▸ OBJECTIVE:
Copy everything from the line containing "Would you kindly locate the white fire" down to the end of the material, replacing "one pair to a line" with "one pair per line" and changing nothing else.

▸ MATERIAL FOR THIS EXERCISE:
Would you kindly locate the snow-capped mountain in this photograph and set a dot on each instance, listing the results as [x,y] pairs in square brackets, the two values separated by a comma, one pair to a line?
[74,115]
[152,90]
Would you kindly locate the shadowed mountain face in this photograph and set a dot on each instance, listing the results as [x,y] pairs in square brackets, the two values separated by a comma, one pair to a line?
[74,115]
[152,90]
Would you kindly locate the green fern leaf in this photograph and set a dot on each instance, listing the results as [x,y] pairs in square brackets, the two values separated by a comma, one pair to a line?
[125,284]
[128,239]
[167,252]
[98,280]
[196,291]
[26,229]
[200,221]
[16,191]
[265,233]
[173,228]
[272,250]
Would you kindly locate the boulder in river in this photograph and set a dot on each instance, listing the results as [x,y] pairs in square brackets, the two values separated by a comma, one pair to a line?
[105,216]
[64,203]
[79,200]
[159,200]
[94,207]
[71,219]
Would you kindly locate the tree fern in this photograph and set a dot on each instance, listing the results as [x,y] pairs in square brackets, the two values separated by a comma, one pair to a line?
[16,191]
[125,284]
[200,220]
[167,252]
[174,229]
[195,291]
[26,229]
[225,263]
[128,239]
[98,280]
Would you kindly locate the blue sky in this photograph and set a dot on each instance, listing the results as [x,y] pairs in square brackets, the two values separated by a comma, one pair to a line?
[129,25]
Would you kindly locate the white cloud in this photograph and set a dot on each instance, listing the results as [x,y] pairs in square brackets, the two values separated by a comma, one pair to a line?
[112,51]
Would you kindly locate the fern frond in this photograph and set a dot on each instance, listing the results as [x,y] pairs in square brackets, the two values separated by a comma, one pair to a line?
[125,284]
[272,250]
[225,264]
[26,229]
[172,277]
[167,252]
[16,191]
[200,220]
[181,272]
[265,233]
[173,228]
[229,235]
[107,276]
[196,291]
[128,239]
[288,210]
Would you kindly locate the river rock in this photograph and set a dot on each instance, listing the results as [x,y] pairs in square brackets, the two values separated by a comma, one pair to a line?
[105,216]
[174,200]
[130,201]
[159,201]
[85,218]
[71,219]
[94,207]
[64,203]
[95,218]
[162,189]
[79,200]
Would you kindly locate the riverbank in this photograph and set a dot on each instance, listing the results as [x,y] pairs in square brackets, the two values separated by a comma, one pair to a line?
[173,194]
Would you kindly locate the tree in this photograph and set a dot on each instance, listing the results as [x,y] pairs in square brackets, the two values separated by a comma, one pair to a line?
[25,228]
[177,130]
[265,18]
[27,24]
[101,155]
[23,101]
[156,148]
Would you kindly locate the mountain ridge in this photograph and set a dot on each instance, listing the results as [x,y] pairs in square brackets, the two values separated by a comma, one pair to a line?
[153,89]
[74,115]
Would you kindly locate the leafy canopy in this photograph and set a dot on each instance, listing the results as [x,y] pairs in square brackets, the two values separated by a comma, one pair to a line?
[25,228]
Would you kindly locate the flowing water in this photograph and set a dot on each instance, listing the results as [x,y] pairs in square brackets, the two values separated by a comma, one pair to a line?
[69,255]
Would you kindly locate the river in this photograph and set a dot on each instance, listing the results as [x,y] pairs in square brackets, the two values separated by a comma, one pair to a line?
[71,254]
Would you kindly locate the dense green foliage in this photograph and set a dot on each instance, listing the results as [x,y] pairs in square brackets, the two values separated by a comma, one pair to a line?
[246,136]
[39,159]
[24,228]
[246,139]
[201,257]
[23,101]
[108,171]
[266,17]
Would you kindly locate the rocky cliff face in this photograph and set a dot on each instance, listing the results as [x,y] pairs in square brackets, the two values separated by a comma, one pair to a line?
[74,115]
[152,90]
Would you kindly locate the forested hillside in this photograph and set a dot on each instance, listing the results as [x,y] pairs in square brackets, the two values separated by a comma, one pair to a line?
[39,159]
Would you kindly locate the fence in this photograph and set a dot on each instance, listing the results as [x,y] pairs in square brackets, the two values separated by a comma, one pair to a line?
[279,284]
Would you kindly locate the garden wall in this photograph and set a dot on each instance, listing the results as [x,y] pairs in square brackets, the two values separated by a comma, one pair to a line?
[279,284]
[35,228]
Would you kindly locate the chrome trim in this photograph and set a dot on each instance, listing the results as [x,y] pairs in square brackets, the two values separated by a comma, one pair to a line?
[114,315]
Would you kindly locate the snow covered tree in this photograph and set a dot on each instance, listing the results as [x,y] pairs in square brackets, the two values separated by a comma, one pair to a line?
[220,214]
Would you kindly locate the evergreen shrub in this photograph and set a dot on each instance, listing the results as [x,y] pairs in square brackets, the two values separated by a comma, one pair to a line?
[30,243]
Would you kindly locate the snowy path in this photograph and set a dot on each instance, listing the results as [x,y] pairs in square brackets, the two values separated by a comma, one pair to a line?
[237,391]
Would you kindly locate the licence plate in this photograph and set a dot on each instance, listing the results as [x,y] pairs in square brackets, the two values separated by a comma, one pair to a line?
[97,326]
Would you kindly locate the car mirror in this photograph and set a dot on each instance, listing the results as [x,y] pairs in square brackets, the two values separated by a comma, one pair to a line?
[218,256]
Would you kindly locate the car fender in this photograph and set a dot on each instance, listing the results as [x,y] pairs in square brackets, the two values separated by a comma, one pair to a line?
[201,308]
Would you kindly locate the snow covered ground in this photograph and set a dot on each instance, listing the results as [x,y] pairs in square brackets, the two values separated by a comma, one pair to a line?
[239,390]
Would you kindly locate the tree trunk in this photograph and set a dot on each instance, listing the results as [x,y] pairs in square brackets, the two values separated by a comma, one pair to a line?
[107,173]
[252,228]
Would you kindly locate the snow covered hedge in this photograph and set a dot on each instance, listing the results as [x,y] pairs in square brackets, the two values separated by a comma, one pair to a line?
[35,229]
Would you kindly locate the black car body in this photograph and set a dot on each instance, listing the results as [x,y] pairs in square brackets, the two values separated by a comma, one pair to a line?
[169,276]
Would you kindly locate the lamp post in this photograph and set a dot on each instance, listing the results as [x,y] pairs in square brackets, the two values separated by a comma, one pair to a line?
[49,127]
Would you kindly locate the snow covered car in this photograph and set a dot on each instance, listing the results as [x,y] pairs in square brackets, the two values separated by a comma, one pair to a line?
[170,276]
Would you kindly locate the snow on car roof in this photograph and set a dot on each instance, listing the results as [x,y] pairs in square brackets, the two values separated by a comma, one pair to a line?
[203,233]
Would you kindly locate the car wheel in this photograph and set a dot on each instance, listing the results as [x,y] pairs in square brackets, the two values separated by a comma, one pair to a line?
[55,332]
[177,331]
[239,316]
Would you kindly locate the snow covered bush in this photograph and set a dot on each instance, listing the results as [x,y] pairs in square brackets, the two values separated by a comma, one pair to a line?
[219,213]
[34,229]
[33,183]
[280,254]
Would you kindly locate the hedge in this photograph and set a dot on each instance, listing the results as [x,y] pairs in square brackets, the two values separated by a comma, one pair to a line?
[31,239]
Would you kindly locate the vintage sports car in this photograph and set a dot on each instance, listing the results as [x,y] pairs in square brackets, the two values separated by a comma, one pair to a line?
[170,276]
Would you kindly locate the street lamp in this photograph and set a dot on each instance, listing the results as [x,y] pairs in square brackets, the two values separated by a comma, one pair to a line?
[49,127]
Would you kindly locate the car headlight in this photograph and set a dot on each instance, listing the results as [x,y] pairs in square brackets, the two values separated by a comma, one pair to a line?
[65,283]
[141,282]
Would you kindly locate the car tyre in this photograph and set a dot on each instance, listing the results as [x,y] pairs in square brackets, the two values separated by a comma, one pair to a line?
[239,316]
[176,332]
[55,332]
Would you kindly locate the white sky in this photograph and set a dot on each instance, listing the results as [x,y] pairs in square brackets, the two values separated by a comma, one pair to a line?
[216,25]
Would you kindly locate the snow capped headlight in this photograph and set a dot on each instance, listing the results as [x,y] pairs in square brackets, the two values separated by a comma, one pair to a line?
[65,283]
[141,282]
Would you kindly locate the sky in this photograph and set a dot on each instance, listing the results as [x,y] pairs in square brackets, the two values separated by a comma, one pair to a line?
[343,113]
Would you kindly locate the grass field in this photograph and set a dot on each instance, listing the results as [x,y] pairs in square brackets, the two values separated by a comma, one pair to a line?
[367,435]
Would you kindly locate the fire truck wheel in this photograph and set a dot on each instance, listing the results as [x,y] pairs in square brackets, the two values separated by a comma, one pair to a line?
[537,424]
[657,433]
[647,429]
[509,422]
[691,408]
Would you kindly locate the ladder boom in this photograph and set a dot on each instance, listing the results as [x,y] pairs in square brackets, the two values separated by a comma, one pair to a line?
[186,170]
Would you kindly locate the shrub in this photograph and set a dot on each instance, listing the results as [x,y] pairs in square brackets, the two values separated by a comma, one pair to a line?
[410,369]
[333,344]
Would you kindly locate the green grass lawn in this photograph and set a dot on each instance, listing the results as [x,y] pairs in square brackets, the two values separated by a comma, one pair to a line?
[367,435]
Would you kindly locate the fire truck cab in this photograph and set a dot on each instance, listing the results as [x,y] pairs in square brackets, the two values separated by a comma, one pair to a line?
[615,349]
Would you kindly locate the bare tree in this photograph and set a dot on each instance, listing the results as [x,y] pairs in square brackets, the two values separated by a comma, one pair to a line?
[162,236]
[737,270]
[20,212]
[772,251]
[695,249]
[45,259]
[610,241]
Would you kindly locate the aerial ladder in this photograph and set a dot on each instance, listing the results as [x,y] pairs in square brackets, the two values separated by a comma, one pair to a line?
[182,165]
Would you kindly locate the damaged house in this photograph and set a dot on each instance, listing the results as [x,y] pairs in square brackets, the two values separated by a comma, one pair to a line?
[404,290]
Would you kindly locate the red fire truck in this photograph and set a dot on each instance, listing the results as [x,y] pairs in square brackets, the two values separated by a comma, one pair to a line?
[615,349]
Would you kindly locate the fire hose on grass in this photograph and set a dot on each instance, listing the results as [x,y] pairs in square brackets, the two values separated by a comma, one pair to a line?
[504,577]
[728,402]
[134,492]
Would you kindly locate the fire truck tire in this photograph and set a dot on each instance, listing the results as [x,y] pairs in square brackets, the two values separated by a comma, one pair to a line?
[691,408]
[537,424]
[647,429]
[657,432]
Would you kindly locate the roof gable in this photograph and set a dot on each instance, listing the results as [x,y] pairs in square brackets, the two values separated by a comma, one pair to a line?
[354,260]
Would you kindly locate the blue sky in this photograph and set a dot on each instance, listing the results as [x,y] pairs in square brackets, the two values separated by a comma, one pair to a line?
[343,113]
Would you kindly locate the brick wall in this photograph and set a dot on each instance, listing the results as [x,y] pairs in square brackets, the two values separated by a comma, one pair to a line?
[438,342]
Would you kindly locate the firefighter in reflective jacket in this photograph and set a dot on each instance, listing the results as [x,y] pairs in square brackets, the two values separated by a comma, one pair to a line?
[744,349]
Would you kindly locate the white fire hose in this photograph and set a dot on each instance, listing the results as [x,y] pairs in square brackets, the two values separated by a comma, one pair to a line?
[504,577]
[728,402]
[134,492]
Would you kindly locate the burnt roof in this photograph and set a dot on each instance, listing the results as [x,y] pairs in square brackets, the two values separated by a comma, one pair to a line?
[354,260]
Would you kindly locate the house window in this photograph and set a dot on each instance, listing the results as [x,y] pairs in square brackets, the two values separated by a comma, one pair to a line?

▸ SOLUTION TO THIS TASK:
Would you kindly locate the white fire hose in this photograph and set a dot on each instance, listing the results as [x,y] pairs in square brackets, the two values separated by a comma, one pair per line?
[504,577]
[728,402]
[134,492]
Would you kindly locate the burnt roof in this photograph and set a dot on each instance, listing the results as [x,y] pairs in square brackets, the two values separated by a comma, one pair per line?
[354,260]
Would you kindly locate the house window in this photograph and set a dot on each instance, listing the results as [x,y] pairs in square brackets, the two values separated by a comma, one pair per line?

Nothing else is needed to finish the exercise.